*Prompt*. Transcribe the following entries letter for letter, without the pictures.

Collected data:
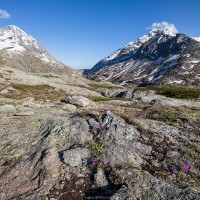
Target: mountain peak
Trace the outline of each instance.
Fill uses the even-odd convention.
[[[176,36],[174,32],[172,32],[168,27],[164,28],[159,28],[159,27],[154,27],[149,31],[149,34],[165,34],[169,36]]]
[[[2,29],[18,29],[18,30],[21,30],[18,26],[15,26],[15,25],[7,25],[7,26],[4,26]]]
[[[13,53],[24,51],[44,52],[42,46],[32,36],[17,26],[9,25],[0,29],[0,50]]]
[[[22,59],[22,57],[26,57],[24,58],[25,60],[34,57],[38,63],[41,62],[43,65],[49,66],[49,69],[46,71],[50,71],[50,69],[51,71],[58,71],[55,70],[56,67],[59,68],[60,71],[64,71],[65,68],[69,69],[63,63],[60,63],[55,58],[53,58],[35,38],[28,35],[26,32],[15,25],[8,25],[0,28],[0,50],[7,52],[10,57],[18,56],[20,59]],[[24,66],[27,68],[28,65],[29,64],[26,63]]]

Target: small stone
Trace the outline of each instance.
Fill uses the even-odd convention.
[[[108,186],[104,171],[100,167],[97,169],[97,174],[94,175],[94,179],[98,187]]]

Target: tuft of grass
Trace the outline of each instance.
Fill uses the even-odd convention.
[[[198,145],[183,146],[181,151],[194,160],[200,161],[200,147]]]
[[[23,99],[33,97],[36,100],[59,100],[67,96],[64,92],[56,91],[49,85],[11,84],[11,86],[16,90],[7,94],[0,94],[0,98]]]
[[[191,187],[190,189],[191,189],[193,192],[200,193],[200,187],[199,187],[199,188]]]
[[[155,90],[156,94],[177,99],[198,99],[199,88],[187,88],[176,86],[147,86],[136,88],[137,90]]]
[[[13,73],[12,70],[4,70],[4,72]]]

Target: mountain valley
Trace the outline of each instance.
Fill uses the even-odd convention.
[[[0,29],[0,199],[199,200],[199,62],[153,29],[82,76]]]

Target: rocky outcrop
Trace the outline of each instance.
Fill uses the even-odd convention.
[[[11,110],[11,116],[12,112],[14,114],[14,111]],[[57,110],[57,112],[61,115],[63,113],[61,110]],[[18,133],[15,133],[15,127],[10,127],[10,132],[13,132],[13,136],[9,137],[11,152],[1,146],[6,142],[6,138],[3,137],[1,139],[0,146],[4,147],[4,154],[1,154],[0,167],[0,198],[2,200],[16,198],[42,199],[63,174],[63,162],[67,164],[75,162],[72,162],[70,157],[74,153],[66,151],[62,154],[61,152],[72,148],[76,144],[85,144],[92,139],[88,123],[83,118],[80,118],[79,114],[74,113],[65,117],[60,116],[48,119],[51,113],[41,115],[42,112],[39,110],[37,110],[37,113],[31,120],[28,120],[24,115],[20,116],[23,118],[18,119],[20,123],[24,120],[26,123],[31,123],[32,127],[24,127],[29,130],[20,135],[21,141],[17,145],[15,144],[17,142],[15,136]],[[2,123],[6,122],[6,115],[8,115],[8,112],[5,113],[5,116],[2,116]],[[38,119],[42,121],[39,122]],[[8,128],[7,130],[9,130]],[[19,130],[22,130],[20,126]],[[27,138],[29,131],[31,135]],[[7,156],[5,151],[7,151]],[[15,152],[14,155],[12,155],[12,152]],[[88,151],[88,153],[83,153],[84,151],[79,150],[81,152],[80,155],[78,149],[76,149],[76,152],[77,156],[79,156],[76,159],[80,158],[80,161],[82,159],[81,155],[89,156]],[[76,161],[76,163],[78,162],[79,165],[80,161]],[[76,164],[72,165],[76,166]]]
[[[76,112],[33,98],[6,103],[0,106],[2,200],[200,198],[198,131],[153,119],[130,123],[102,111],[101,103]],[[33,114],[16,115],[25,110]]]
[[[113,89],[105,90],[101,93],[105,97],[116,97],[116,98],[129,98],[135,102],[146,102],[151,105],[170,105],[170,106],[189,106],[189,107],[200,107],[198,101],[182,100],[176,98],[168,98],[163,95],[157,95],[154,90],[140,90],[140,89]]]

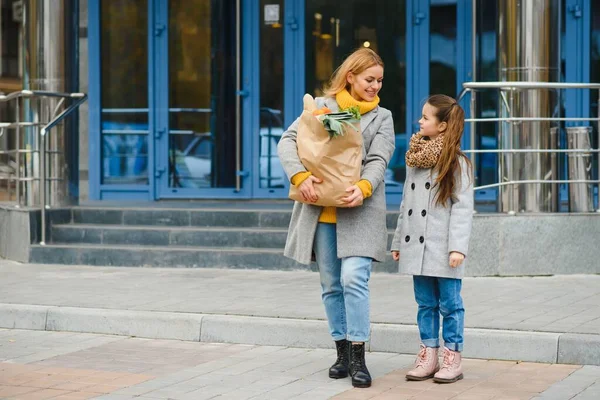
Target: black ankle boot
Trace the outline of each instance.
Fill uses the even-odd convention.
[[[346,339],[336,340],[337,360],[329,368],[329,377],[333,379],[345,378],[348,376],[348,364],[350,364],[350,343]]]
[[[352,386],[368,388],[371,386],[371,374],[365,363],[365,344],[352,344],[350,351],[350,375]]]

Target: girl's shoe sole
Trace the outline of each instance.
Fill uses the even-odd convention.
[[[418,376],[406,375],[406,380],[407,381],[415,381],[415,382],[426,381],[427,379],[433,378],[434,375],[435,374],[431,374],[431,375],[428,375],[428,376],[424,376],[422,378],[420,378]]]
[[[463,378],[463,374],[460,374],[454,379],[433,378],[433,381],[436,383],[454,383],[456,381],[460,381],[462,378]]]

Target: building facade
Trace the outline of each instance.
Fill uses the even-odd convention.
[[[19,3],[1,0],[4,92],[19,88]],[[393,113],[397,146],[385,182],[397,203],[427,95],[500,80],[499,3],[81,0],[79,81],[89,94],[79,122],[82,198],[287,198],[279,137],[303,94],[318,95],[344,57],[365,46],[385,62],[381,105]],[[600,82],[600,2],[546,3],[559,11],[556,79]],[[594,98],[566,94],[563,115],[597,116]],[[482,93],[477,104],[477,116],[498,116],[497,93]],[[463,147],[495,149],[497,138],[498,124],[481,124],[476,143],[467,134]],[[478,185],[498,181],[497,164],[493,154],[477,158]],[[477,193],[479,201],[497,196]]]

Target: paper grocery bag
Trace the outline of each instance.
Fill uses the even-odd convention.
[[[314,184],[319,200],[316,203],[304,201],[300,190],[293,185],[289,197],[307,204],[344,207],[346,203],[342,198],[348,196],[346,189],[360,180],[363,146],[360,123],[354,125],[356,129],[345,127],[343,136],[331,138],[312,114],[315,109],[312,96],[305,95],[296,144],[298,157],[306,170],[323,180]]]

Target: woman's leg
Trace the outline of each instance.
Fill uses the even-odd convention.
[[[367,257],[342,259],[342,286],[348,324],[348,340],[366,342],[370,333],[369,279],[373,260]]]
[[[365,342],[370,333],[369,279],[373,260],[366,257],[342,259],[342,286],[348,317],[350,375],[352,386],[371,386],[371,374],[365,362]]]
[[[336,225],[319,223],[314,252],[321,278],[321,297],[333,340],[346,339],[346,309],[341,284],[341,260],[337,258]]]

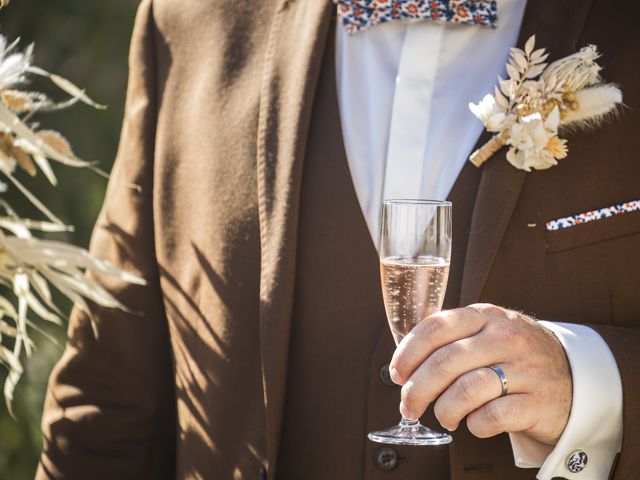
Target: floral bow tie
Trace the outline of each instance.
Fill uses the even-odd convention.
[[[391,20],[430,19],[495,28],[496,0],[333,0],[349,33]]]

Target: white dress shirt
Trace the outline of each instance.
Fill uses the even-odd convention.
[[[435,21],[393,21],[349,35],[338,25],[338,101],[349,169],[373,242],[387,198],[444,199],[482,124],[468,103],[505,76],[526,0],[498,0],[495,30]],[[532,173],[531,175],[535,175]],[[538,478],[607,478],[622,443],[622,386],[609,347],[594,330],[544,322],[563,344],[573,376],[568,424],[555,448],[510,434],[519,467]],[[588,456],[581,473],[567,457]]]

*Result of the task*.
Target: mountain peak
Trace the outline of each instance.
Fill uses the even-odd convention.
[[[176,36],[174,32],[172,32],[168,27],[164,28],[159,28],[159,27],[154,27],[149,31],[149,34],[165,34],[169,36]]]
[[[2,29],[18,29],[18,30],[21,30],[18,26],[15,26],[15,25],[7,25],[7,26],[4,26]]]
[[[13,53],[24,51],[44,52],[42,46],[32,36],[17,26],[9,25],[0,29],[0,50]]]
[[[22,59],[22,57],[26,57],[24,58],[25,60],[34,57],[38,63],[41,62],[43,65],[49,66],[49,69],[46,71],[50,71],[50,69],[51,71],[58,71],[55,70],[56,67],[59,68],[60,71],[64,71],[65,68],[69,69],[63,63],[60,63],[55,58],[53,58],[35,38],[28,35],[26,32],[15,25],[8,25],[0,28],[0,50],[7,52],[10,57],[18,56],[20,59]],[[24,66],[27,68],[28,65],[29,64],[26,63]]]

Target: small stone
Trace the outline of each instance.
Fill uses the even-odd convention.
[[[108,186],[104,171],[100,167],[97,169],[97,174],[94,175],[94,179],[98,187]]]

Target: tuft of grass
Trace the outline of each instance.
Fill uses the even-odd convention.
[[[198,145],[183,146],[181,151],[194,160],[200,161],[200,147]]]
[[[23,99],[33,97],[36,100],[59,100],[67,96],[64,92],[56,91],[49,85],[11,84],[11,86],[16,90],[7,94],[0,94],[0,98]]]
[[[191,187],[190,189],[191,189],[193,192],[200,193],[200,187],[199,187],[199,188]]]
[[[155,90],[156,94],[177,99],[198,99],[199,88],[187,88],[176,86],[147,86],[136,88],[137,90]]]
[[[13,73],[12,70],[4,70],[4,72]]]

Target: mountain valley
Trace the outline of each instance.
Fill uses the even-odd convention.
[[[0,29],[0,199],[199,200],[199,62],[153,29],[82,76]]]

Target: rocky outcrop
Trace the outline of each instance.
Fill uses the even-odd convention.
[[[11,110],[11,116],[12,112],[14,114],[14,111]],[[57,110],[57,112],[61,115],[63,113],[61,110]],[[18,133],[15,133],[15,127],[10,127],[10,132],[13,132],[13,136],[9,137],[11,152],[1,146],[6,142],[6,138],[3,137],[1,139],[0,146],[4,147],[4,154],[1,154],[0,167],[0,198],[2,200],[16,198],[42,199],[63,174],[63,162],[67,164],[75,162],[72,162],[70,157],[74,153],[66,151],[62,154],[61,152],[72,148],[76,144],[85,144],[92,139],[88,123],[83,118],[80,118],[79,114],[74,113],[65,117],[60,116],[48,119],[51,113],[41,115],[42,112],[39,110],[37,110],[37,113],[31,120],[28,120],[24,115],[20,116],[23,118],[18,119],[20,123],[24,120],[26,123],[31,123],[32,127],[24,127],[29,130],[20,135],[21,141],[17,145],[15,144],[17,142],[15,136]],[[2,123],[6,122],[6,115],[8,115],[8,112],[5,113],[5,116],[2,116]],[[38,119],[42,121],[39,122]],[[8,128],[7,130],[9,130]],[[19,130],[22,130],[20,126]],[[27,138],[29,131],[31,135]],[[7,156],[5,151],[7,151]],[[15,152],[14,155],[12,155],[12,152]],[[88,151],[88,153],[83,153],[84,151],[79,150],[81,152],[80,155],[78,149],[76,149],[76,152],[77,156],[79,156],[76,159],[80,158],[80,161],[82,159],[81,155],[89,156]],[[76,161],[76,163],[78,162],[79,165],[80,161]],[[76,164],[72,165],[76,166]]]
[[[76,112],[33,98],[6,103],[0,106],[2,200],[200,198],[198,131],[153,119],[130,123],[102,111],[101,103]],[[33,114],[16,115],[25,110]]]
[[[113,89],[105,90],[101,93],[105,97],[116,97],[116,98],[129,98],[135,102],[146,102],[151,105],[170,105],[170,106],[189,106],[189,107],[200,107],[198,101],[182,100],[176,98],[168,98],[163,95],[157,95],[154,90],[140,90],[140,89]]]

Target: black ankle boot
Trace the outline of each instance.
Fill uses the even-odd convention.
[[[346,339],[336,340],[337,360],[329,368],[329,377],[333,379],[345,378],[348,376],[348,364],[350,364],[350,343]]]
[[[352,386],[368,388],[371,386],[371,374],[365,363],[365,344],[352,344],[350,351],[350,375]]]

Target: girl's shoe sole
Trace the outline of each instance.
Fill uses the even-odd convention.
[[[418,376],[406,375],[406,380],[407,381],[415,381],[415,382],[426,381],[427,379],[433,378],[434,375],[435,374],[431,374],[431,375],[428,375],[428,376],[424,376],[422,378],[420,378]]]
[[[463,378],[463,374],[460,374],[454,379],[433,378],[433,381],[436,383],[454,383],[456,381],[460,381],[462,378]]]

Target: building facade
Trace the outline of each instance.
Fill uses the even-odd convention.
[[[19,3],[1,0],[4,92],[19,88]],[[393,113],[397,146],[385,182],[397,203],[427,95],[500,80],[499,3],[81,0],[79,81],[89,94],[79,122],[82,198],[287,198],[279,137],[303,94],[318,95],[344,57],[365,46],[385,62],[381,105]],[[600,82],[600,2],[546,3],[559,11],[556,79]],[[594,98],[566,94],[563,115],[597,116]],[[482,93],[477,104],[477,116],[498,116],[497,93]],[[463,147],[495,149],[497,138],[498,124],[481,124],[476,143],[467,134]],[[478,185],[498,181],[497,164],[493,154],[477,158]],[[477,193],[479,201],[497,196]]]

Target: paper grocery bag
Trace the outline of each instance.
Fill uses the even-odd convention.
[[[314,184],[319,200],[316,203],[304,201],[300,190],[293,185],[289,197],[307,204],[344,207],[346,203],[342,198],[348,196],[346,189],[360,180],[363,146],[360,123],[354,125],[356,129],[345,127],[343,136],[331,138],[312,114],[315,109],[312,96],[305,95],[296,144],[298,157],[306,170],[323,180]]]

Target: woman's leg
Trace the outline of each instance.
Fill uses the even-odd convention.
[[[367,257],[342,259],[342,286],[348,324],[348,340],[366,342],[370,333],[369,279],[373,260]]]
[[[365,342],[370,333],[369,279],[373,260],[366,257],[342,259],[342,286],[348,317],[350,375],[352,386],[371,386],[371,374],[365,362]]]
[[[336,225],[319,223],[314,252],[321,278],[321,297],[333,340],[346,339],[346,309],[341,284],[341,260],[337,258]]]

Target: floral bow tie
Trace the outline of each instance.
Fill uses the even-odd convention.
[[[391,20],[430,19],[495,28],[496,0],[333,0],[349,33]]]

Target: white dress shirt
Trace the outline of each instance.
Fill uses the even-odd convention.
[[[435,21],[393,21],[349,35],[338,25],[338,101],[349,169],[373,242],[387,198],[444,199],[482,124],[468,103],[505,76],[526,0],[498,0],[495,30]],[[532,173],[531,175],[535,175]],[[538,478],[607,478],[622,443],[622,386],[609,347],[594,330],[544,322],[563,344],[573,376],[568,424],[555,448],[510,434],[519,467]],[[588,456],[581,473],[567,457]]]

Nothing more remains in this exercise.